| Short task |
Format everything from the start of the records through the line holding "# holes follow the even-odd rule", inclusive, as a numbered list, omitting any blank lines.

| Data entries |
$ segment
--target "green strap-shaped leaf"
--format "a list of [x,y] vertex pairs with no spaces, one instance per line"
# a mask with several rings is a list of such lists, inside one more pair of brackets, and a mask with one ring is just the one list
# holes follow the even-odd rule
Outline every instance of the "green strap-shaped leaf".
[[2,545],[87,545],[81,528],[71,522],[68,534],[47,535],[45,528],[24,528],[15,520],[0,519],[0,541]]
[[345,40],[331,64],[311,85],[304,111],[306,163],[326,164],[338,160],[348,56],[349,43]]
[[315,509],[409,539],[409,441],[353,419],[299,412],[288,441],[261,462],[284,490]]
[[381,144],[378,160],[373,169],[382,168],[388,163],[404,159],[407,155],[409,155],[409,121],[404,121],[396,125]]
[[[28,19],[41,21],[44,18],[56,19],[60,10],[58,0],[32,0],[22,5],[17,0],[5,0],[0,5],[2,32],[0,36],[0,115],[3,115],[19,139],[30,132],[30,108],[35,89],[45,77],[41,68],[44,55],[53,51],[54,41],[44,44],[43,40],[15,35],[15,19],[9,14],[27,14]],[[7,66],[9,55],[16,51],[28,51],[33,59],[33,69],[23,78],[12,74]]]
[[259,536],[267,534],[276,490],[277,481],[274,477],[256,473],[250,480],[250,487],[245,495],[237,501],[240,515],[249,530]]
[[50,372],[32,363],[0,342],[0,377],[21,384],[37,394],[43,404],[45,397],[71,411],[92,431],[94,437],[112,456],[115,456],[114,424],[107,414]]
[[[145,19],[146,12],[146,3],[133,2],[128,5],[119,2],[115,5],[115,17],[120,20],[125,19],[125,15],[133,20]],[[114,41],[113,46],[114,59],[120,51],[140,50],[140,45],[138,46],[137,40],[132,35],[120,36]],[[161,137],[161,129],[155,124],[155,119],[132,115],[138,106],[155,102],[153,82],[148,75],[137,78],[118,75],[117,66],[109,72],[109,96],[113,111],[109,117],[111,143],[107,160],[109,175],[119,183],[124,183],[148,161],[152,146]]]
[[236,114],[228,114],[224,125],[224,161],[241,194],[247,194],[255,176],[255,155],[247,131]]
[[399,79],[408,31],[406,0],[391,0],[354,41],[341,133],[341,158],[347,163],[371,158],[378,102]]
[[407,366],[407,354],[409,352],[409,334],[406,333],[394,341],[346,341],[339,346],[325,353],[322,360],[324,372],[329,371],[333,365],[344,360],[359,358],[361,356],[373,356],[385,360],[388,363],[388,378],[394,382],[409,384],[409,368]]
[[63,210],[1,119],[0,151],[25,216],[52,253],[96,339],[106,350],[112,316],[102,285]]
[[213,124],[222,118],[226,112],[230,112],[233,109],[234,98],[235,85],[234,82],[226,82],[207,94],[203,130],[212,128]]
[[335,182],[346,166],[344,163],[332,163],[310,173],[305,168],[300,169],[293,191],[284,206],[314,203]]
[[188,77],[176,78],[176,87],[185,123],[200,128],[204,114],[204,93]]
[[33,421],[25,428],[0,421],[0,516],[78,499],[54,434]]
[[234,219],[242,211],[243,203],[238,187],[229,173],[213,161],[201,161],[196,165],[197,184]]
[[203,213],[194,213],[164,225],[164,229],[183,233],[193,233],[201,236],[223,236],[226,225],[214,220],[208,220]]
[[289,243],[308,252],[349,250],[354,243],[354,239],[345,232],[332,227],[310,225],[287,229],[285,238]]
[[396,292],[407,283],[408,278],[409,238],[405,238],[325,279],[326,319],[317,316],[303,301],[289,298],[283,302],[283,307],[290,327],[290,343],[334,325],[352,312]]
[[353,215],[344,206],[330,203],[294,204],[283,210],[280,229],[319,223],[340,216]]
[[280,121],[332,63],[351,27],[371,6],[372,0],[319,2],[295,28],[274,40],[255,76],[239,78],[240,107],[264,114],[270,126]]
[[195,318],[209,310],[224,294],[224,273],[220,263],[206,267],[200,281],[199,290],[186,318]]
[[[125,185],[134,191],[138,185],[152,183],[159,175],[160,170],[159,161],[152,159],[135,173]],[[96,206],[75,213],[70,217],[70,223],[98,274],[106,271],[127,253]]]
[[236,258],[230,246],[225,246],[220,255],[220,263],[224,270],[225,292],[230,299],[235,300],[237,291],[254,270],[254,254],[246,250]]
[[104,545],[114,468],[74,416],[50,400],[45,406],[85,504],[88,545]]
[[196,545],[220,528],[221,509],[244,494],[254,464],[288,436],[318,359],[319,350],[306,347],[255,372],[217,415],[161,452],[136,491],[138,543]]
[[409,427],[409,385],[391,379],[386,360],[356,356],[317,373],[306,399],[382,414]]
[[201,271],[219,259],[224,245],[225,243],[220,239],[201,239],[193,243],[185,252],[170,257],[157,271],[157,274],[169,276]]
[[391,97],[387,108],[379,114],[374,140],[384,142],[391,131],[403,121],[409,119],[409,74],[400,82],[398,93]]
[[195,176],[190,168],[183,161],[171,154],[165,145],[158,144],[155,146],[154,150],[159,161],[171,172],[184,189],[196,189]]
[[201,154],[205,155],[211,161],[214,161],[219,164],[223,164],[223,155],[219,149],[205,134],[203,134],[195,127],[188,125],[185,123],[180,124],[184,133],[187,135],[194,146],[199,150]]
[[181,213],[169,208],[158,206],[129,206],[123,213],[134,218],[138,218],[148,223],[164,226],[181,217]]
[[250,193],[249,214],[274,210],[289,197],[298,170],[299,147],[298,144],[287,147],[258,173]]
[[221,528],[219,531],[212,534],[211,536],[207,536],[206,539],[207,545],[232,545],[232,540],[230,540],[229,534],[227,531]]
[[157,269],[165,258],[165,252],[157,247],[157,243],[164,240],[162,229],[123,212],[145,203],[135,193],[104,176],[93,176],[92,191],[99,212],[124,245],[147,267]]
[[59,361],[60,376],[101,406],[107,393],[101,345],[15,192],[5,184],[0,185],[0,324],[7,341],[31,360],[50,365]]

| Result for this exercise |
1. $ segment
2. --target "green strap-shaped leaf"
3. --format "a list of [x,y] vertex pairs with no spaces, one instance per line"
4. # a mask with several rings is a list of such lists, inside one more pair of brackets, and a mask with one ring is just the one list
5. # holes follow the even-odd rule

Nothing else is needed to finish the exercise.